SÉRIE D'EXERCICES
a: D'après le récit de la conférence, pourquoi les organisateurs s'activent-ils autant dans la salle avant le début ? Répondez en une à trois phrases.
b: Continuez le récit de la conférence à partir de sa dernière phrase.

TEXTE FOURNI
____

Faveur Maniku, 16 ans, est Enfant Reporter de la ville de Kinshasa. Elle a participé au Forum des Filles de la RDC en 2022.

 

Le jeudi 24 octobre 2024, j’ai participé à la conférence nationale pour l’élimination de la violence contre les enfants. L’objectif est de créer un cadre « pour une enfance sans violence ».

 

Je m’appelle Faveur Maniku. J’ai 17 ans et je suis enfant reporter de Kinshasa.
Alors, le jour de la conférence, j’ai appris tellement des choses et je vais vous raconter.

 

RDC, « capitale mondiale du viol » ?

 

Dans la salle où doit se tenir la conférence nationale, tout le monde bouge. Les organisateurs prennent les dernières dispositions pour que la cérémonie soit parfaite. J’entends des gens parler de loin. Je les vois se faire des signes, et se déplacer avec une rapidité incroyable. Visiblement, il faut que tout soit parfait.

Je suis marquée par le commentaire que fait une dame dans la salle.
« Aujourd’hui, la RDC est qualifiée de capitale mondiale du viol », dit-elle. Entendre cela me choque. J’en souffre et je suis indignée d’entendre cela. Chaque fois que j’entends ce genre de phrase, j’ai l’impression d’être surprise et d’apprendre quelque chose de nouveau ou d’avoir longtemps été dans l’ignorance. Même si ce n’est pas le cas.

 

La conférence contre les violences faites à la jeunesse (@ponabana)

____

(Enregistrements d'un jeu de données d'annotation par points)
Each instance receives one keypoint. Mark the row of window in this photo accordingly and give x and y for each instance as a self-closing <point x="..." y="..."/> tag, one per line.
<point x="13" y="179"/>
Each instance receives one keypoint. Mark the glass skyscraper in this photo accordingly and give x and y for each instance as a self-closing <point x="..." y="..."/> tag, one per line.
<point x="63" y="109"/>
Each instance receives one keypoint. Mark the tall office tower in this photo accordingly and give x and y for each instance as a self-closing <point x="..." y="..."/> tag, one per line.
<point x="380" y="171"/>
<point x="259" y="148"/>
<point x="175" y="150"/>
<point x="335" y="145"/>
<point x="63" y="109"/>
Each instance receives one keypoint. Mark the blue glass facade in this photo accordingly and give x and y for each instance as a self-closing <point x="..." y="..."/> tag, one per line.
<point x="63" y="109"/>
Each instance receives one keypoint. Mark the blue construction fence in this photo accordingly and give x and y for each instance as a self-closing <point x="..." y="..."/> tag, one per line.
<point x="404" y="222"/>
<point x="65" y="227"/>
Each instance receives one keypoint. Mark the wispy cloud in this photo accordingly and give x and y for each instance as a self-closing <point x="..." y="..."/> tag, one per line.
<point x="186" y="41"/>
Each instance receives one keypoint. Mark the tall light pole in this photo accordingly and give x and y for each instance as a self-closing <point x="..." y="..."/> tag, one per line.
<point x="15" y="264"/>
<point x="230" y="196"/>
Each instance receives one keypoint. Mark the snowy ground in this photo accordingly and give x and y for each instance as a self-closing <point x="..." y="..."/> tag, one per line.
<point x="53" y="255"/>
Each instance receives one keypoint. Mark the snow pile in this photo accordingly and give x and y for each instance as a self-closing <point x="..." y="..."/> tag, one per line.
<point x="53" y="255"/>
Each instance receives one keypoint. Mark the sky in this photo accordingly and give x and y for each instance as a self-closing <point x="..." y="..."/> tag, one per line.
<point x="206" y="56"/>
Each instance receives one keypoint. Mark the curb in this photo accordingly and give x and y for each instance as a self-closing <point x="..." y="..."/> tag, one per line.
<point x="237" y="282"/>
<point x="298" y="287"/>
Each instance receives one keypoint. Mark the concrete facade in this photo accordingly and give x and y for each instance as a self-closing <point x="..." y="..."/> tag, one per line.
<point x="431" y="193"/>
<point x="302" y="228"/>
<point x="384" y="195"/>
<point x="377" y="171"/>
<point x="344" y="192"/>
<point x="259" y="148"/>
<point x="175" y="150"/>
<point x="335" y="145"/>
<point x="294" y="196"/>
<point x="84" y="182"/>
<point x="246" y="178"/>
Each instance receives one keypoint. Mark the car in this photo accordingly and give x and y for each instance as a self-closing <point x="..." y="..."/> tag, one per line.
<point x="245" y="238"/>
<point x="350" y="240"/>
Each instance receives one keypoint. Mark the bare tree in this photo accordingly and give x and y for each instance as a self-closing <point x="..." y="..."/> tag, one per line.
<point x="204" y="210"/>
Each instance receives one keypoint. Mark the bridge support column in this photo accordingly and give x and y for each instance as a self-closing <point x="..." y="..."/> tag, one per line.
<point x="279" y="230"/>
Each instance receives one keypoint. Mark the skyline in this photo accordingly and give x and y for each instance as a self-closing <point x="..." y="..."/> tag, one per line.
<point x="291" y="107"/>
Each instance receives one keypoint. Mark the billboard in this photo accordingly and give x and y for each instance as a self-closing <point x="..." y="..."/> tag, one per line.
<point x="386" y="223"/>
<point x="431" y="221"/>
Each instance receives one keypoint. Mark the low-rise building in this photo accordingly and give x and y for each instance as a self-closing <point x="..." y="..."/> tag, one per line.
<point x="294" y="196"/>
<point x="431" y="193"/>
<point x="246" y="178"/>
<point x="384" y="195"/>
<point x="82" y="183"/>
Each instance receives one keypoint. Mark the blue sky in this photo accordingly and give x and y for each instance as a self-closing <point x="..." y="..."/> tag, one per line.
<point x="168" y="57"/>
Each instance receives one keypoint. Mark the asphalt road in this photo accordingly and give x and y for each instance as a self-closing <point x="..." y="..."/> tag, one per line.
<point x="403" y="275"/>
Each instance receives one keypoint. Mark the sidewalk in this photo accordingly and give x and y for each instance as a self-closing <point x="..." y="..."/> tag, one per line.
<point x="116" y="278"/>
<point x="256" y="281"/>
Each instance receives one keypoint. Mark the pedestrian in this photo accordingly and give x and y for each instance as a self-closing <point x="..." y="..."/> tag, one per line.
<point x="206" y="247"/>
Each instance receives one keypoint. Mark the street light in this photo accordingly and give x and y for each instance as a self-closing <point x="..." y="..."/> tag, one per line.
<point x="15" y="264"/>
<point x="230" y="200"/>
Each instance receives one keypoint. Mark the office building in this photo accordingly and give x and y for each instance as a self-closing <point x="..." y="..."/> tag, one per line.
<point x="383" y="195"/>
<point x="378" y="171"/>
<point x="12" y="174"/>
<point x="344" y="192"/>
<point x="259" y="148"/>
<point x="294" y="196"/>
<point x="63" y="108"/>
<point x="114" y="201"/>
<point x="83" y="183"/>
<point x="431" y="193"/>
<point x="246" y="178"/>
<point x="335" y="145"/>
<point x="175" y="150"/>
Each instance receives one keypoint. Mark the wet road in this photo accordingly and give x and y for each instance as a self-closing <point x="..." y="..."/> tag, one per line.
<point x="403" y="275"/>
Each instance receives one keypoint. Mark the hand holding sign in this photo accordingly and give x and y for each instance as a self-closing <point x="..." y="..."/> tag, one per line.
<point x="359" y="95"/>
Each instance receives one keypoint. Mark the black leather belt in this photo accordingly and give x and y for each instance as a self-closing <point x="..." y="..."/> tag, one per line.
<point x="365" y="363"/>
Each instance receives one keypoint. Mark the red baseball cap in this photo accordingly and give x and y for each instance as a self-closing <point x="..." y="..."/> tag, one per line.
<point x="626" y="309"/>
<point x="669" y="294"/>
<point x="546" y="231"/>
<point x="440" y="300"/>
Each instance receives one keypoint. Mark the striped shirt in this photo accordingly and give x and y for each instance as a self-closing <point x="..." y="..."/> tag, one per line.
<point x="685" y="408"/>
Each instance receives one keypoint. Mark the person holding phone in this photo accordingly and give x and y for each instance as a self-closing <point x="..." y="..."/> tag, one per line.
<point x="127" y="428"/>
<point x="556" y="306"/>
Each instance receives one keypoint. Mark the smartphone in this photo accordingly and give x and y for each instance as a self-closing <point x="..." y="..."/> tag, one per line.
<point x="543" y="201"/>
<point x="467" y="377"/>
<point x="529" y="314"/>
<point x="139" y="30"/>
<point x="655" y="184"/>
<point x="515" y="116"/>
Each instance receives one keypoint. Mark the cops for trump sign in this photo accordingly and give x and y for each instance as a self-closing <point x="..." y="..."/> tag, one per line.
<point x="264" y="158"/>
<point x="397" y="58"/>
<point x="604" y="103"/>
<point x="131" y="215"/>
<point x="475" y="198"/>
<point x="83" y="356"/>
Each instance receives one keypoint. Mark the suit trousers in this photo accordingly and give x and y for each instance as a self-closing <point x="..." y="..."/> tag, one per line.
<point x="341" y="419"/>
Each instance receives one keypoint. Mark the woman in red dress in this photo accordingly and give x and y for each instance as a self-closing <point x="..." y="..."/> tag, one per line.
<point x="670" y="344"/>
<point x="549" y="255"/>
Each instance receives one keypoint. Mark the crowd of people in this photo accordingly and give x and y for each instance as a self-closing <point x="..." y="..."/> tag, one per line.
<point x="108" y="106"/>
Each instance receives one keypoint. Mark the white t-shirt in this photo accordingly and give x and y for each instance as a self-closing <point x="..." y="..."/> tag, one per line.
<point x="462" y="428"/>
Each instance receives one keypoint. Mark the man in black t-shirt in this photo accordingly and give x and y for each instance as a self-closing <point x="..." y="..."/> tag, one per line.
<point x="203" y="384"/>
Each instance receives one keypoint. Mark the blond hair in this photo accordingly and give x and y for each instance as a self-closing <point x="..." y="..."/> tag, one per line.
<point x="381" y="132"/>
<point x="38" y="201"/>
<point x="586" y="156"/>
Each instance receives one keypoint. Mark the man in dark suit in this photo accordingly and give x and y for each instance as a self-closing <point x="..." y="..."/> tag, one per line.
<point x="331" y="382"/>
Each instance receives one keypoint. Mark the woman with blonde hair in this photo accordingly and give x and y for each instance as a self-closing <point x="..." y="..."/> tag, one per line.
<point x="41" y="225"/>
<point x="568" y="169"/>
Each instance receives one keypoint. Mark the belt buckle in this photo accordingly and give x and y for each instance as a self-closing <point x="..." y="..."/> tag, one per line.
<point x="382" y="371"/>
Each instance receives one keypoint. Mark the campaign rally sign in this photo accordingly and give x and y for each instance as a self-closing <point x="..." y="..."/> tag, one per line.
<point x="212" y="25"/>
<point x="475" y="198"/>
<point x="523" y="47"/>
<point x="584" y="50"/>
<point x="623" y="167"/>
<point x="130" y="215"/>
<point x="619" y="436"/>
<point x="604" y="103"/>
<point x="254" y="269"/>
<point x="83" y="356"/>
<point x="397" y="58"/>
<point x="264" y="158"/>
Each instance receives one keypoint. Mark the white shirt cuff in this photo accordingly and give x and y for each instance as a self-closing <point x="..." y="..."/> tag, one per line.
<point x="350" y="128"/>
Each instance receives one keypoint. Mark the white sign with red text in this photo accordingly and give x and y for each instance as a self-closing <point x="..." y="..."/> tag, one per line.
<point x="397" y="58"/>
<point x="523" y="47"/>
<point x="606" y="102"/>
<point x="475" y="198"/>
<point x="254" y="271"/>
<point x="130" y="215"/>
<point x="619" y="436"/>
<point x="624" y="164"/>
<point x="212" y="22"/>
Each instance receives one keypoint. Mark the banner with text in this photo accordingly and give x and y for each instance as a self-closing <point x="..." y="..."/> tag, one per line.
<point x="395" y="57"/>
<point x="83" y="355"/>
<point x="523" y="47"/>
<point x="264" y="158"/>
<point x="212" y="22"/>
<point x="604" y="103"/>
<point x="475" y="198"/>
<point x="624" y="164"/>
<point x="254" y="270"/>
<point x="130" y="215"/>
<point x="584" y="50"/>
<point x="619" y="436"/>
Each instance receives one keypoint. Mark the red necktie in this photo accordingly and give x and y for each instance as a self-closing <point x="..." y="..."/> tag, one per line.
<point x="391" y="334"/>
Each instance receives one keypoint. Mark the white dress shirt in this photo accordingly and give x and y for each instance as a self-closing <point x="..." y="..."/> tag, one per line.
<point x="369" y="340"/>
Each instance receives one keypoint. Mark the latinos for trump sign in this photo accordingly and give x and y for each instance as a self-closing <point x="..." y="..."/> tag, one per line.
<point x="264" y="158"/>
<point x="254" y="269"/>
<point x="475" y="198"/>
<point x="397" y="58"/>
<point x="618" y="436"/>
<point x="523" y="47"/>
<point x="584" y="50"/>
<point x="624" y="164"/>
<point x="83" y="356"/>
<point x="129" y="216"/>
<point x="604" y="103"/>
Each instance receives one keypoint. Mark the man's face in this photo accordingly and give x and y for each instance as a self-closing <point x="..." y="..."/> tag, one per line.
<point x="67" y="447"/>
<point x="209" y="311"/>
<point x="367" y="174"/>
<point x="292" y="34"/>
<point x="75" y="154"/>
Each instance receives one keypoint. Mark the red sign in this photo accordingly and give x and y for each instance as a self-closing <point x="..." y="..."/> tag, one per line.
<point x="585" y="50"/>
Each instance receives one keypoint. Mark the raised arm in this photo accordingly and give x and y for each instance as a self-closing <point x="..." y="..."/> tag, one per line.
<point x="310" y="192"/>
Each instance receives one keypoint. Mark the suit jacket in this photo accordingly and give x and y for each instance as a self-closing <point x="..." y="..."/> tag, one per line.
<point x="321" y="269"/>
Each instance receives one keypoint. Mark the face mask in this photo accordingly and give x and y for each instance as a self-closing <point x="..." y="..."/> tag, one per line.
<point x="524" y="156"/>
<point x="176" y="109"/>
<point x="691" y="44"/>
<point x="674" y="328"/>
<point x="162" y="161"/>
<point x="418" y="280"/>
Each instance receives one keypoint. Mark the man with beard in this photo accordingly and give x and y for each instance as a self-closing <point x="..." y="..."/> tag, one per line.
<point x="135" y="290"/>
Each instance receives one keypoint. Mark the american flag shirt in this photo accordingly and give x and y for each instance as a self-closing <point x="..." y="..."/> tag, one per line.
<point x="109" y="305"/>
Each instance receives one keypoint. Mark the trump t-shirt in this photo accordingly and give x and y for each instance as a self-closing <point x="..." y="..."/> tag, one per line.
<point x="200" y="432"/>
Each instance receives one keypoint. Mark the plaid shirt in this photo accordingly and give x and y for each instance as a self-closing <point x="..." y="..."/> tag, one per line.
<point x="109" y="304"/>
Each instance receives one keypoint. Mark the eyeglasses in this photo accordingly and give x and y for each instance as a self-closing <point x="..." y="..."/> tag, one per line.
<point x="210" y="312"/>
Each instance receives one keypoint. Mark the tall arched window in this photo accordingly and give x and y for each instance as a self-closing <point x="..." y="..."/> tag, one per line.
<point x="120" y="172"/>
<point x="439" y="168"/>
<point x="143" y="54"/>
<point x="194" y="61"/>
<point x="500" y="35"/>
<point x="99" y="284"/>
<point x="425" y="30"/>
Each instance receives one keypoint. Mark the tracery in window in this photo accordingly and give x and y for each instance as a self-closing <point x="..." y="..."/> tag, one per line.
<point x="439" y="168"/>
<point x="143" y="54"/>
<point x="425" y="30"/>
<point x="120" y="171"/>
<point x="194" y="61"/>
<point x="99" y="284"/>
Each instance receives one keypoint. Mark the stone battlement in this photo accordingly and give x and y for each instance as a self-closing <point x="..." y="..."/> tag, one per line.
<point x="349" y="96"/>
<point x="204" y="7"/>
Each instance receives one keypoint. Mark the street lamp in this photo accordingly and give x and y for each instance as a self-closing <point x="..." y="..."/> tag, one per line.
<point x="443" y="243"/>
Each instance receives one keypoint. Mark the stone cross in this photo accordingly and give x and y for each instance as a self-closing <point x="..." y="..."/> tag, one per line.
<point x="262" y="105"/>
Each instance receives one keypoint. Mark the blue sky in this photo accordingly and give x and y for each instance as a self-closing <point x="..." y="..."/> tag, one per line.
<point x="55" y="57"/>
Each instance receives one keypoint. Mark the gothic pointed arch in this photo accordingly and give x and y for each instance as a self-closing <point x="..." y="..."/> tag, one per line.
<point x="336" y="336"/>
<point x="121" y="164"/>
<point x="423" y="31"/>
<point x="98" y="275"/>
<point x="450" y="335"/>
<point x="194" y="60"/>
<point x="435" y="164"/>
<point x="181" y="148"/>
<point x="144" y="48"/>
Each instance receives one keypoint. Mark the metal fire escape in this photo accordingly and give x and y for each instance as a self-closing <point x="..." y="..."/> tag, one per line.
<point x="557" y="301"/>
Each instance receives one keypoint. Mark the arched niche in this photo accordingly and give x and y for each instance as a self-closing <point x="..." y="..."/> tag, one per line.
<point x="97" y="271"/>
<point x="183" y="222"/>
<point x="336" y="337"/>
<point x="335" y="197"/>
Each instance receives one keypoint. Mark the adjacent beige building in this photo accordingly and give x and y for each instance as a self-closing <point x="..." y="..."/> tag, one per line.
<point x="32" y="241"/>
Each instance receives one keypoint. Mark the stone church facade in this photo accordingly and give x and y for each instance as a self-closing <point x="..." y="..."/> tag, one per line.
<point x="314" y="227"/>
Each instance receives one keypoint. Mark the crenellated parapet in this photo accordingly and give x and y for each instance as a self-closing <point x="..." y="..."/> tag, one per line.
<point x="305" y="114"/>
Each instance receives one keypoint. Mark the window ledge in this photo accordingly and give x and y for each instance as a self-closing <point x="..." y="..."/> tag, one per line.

____

CORRIGÉ
a: Ils prennent les dernières dispositions pour que la cérémonie soit parfaite. C'est pour cela qu'ils se font des signes et se déplacent très vite : il faut que tout soit parfait.

b:
Les violences ne sont pas que physiques

 

Quand on évoque le mot “violence”, les gens font directement référence au viol ou aux violences physiques.

Je sais que ce sont des formes de violence. Mais j’aimerais qu’on sache qu’elles ne sont pas les seules. Il y a des violences qui peuvent aller bien au-delà du corps. J’aimerais qu’on parle de ces violences psychologiques qu’on ignore assez souvent. En fait, je trouve qu’on y accorde moins d’importance. Briser les rêves d’un enfant est une forme de violence. Obliger la fille à vivre avec un homme qu’elle n’a pas choisi est une violence psychologique. Mais on n’en parle pas assez. Il n’y a pas des coups et des blessures visibles. Mais les blessures intérieures laissent des cicatrices autant que les blessures extérieures.

Le pire dans tout ça, c’est de savoir que les enfants subissent la violence sans savoir que cela en est une. Et à cause du poids de la société, ils normalisent la violence. Les enfants victimes de ces violences n’osent même pas en parler.

 

Aujourd’hui, une fille sur cinq, soit 16 % de filles sont exposées au mariage précoce, donc au viol et voient leurs rêves ainsi que leurs vies anéanties. Dans un groupe d’amis de 5 enfants, l’une va voir sa vie changer du jour au lendemain. Une qui ne pourra plus jouer avec les autres, qui ne pourra plus aller à l’école, une qui aura perdu son innocence d’enfant parce que c’est une fille.

En vivant en RDC, la question que je me pose est : est-ce qu’on peut grandir loin de la violence ? Ma question reste sans réponse.

Lorsqu’on parle de la « RDC, capitale mondiale du viol », j’ai l’impression qu’on fait plus allusion à l’Est du pays où les jeunes filles sont victimes d’atrocités et des violences sexuelles. J’aimerais qu’on se rende aussi compte que ce n’est pas qu’à l’Est où les enfants sont victimes de viols. Certains enfants deviennent parfois victimes des gens en qui ils ont confiance dans des espaces où sont censés se sentir en sécurité. Pour parler des violences sexuelles, il n’y a pas que des enfants dans l’Est du pays. Il y a des enfants qui sont victimes des viols dans certaines maisons, écoles, etc.
C’est aussi important d’en parler pour changer les choses.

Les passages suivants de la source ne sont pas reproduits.